[Dataset records about object locations]
-------------------------

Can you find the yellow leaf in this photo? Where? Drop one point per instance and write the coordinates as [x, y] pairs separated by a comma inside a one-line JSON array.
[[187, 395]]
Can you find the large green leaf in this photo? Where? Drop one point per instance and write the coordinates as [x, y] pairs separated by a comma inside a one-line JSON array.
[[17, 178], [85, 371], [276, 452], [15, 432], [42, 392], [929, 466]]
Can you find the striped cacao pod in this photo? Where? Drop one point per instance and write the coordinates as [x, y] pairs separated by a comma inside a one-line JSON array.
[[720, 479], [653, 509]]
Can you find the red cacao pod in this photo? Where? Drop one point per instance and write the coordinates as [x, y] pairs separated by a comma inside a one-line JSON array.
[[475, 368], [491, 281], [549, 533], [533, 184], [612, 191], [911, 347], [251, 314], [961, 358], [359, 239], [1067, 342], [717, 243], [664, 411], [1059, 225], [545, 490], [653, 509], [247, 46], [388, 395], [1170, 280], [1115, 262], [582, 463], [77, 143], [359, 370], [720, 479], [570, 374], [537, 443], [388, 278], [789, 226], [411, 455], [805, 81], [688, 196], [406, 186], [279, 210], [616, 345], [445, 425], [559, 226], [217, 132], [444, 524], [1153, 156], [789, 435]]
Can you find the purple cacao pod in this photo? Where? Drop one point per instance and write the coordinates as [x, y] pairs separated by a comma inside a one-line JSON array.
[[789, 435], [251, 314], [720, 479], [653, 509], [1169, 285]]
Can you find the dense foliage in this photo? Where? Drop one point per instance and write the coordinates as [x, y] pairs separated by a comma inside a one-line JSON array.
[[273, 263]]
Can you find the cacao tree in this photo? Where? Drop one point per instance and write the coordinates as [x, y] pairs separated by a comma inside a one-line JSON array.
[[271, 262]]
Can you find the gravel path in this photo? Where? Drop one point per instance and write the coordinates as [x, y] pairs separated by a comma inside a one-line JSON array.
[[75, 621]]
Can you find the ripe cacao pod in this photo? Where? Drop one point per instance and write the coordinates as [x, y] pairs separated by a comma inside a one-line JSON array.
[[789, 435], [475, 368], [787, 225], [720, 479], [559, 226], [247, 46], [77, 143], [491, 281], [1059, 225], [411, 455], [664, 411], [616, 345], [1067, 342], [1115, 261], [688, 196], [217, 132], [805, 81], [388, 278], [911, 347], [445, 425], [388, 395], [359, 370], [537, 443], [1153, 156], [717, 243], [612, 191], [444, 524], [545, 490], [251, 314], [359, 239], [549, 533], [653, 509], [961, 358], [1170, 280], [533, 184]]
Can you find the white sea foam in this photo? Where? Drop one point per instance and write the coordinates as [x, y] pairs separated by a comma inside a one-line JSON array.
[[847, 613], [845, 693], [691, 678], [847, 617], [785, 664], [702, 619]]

-------------------------

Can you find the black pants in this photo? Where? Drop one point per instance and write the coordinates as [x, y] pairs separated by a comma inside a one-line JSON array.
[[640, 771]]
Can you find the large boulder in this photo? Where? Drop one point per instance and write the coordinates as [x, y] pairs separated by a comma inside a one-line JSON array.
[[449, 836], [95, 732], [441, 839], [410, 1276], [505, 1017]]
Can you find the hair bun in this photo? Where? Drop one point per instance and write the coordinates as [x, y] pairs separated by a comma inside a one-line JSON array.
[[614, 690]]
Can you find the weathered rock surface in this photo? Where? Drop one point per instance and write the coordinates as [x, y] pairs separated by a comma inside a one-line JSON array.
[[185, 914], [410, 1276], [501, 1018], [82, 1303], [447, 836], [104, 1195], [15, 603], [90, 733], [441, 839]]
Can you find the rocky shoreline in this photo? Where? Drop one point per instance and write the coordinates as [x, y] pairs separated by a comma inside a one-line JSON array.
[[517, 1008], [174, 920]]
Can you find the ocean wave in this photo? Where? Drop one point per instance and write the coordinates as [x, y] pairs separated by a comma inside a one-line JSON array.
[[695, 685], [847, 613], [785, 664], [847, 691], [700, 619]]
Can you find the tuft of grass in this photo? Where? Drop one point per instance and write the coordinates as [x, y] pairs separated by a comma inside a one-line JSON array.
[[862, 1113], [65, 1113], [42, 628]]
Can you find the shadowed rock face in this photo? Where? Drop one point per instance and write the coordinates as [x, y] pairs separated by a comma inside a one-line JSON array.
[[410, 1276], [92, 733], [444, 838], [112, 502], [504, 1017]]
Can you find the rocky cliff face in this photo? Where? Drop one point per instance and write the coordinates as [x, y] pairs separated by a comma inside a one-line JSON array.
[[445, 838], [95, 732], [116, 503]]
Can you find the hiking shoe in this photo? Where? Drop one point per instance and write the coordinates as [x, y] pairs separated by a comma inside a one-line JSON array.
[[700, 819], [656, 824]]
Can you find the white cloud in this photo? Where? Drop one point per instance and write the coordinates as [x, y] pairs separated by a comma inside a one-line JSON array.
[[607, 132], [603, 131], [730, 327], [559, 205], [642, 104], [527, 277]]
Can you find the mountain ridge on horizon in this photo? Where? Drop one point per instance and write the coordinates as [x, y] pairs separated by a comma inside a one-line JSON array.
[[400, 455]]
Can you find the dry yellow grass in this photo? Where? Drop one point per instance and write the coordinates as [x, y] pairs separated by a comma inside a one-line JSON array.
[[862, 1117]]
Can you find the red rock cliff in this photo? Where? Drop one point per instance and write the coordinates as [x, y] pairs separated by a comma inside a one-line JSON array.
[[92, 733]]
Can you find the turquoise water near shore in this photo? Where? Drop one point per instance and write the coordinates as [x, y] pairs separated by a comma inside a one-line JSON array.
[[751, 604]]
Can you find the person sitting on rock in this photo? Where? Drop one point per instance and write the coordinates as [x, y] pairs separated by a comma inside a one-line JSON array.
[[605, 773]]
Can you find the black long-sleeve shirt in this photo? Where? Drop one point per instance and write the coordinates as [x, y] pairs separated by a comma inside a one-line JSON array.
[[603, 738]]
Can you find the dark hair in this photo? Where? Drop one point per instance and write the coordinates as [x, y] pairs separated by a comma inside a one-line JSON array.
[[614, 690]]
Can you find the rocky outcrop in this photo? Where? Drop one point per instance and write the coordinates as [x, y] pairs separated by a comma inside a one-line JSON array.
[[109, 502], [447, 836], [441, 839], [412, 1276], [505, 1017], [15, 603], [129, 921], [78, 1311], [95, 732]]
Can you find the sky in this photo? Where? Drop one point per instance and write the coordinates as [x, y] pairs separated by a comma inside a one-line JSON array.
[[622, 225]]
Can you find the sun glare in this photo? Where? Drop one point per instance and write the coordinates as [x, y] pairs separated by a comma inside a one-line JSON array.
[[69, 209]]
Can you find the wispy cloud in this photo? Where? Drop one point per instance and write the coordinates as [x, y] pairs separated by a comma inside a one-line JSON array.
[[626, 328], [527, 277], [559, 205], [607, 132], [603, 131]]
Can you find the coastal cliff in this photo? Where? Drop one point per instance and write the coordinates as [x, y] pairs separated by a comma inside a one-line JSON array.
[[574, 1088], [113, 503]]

-------------------------

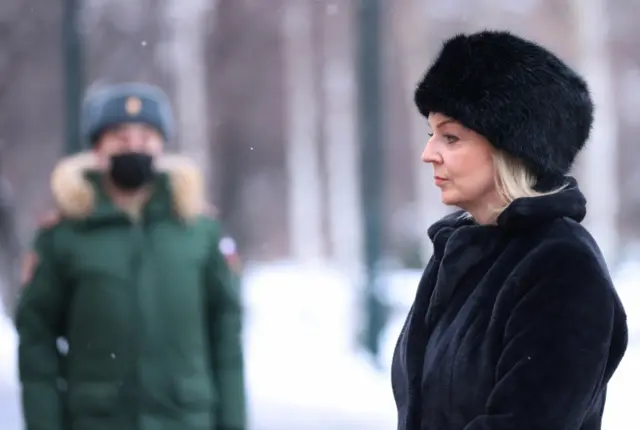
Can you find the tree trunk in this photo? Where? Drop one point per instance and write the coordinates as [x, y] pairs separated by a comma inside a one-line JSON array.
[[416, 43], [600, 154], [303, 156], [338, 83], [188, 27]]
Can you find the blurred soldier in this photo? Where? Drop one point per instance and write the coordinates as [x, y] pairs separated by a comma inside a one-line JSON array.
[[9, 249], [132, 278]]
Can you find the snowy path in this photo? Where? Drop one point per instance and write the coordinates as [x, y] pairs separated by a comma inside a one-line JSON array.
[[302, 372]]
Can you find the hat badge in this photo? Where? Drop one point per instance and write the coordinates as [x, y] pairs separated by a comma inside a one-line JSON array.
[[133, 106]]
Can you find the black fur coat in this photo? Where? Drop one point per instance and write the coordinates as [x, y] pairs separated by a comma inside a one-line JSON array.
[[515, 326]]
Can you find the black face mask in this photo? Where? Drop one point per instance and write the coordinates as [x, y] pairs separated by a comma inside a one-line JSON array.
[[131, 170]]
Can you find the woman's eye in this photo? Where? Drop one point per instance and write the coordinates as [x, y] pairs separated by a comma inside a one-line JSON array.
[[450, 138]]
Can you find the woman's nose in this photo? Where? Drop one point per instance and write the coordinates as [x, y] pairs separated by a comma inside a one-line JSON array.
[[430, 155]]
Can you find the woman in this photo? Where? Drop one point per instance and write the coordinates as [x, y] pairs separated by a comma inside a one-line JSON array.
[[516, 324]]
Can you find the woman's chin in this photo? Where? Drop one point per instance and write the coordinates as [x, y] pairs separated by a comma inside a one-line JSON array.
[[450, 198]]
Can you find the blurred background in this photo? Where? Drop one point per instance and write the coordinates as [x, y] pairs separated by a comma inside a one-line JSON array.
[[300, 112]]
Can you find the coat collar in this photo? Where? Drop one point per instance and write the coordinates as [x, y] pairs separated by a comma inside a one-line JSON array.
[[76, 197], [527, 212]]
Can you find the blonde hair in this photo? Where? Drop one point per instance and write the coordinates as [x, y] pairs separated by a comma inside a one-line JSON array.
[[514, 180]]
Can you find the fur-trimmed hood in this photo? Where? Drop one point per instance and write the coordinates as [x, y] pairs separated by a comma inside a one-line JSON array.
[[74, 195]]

-------------------------

## Exercise objective
Copy the part of the listing above that opens with the line containing "Can you find the woman's eye" and closes with the line containing "[[430, 155]]", reproducing each line without any change.

## The completed task
Can you find the woman's eye in this photo? Where? Drop one point per instance and write the coordinates as [x, y] pairs separated by a comma inside a one-line JSON array.
[[450, 138]]
Can you find the woman's nose in this photo? Where? Drop one point per instance and write the coordinates as [x, y] pairs separated by a comma inside a one-line JSON array.
[[430, 155]]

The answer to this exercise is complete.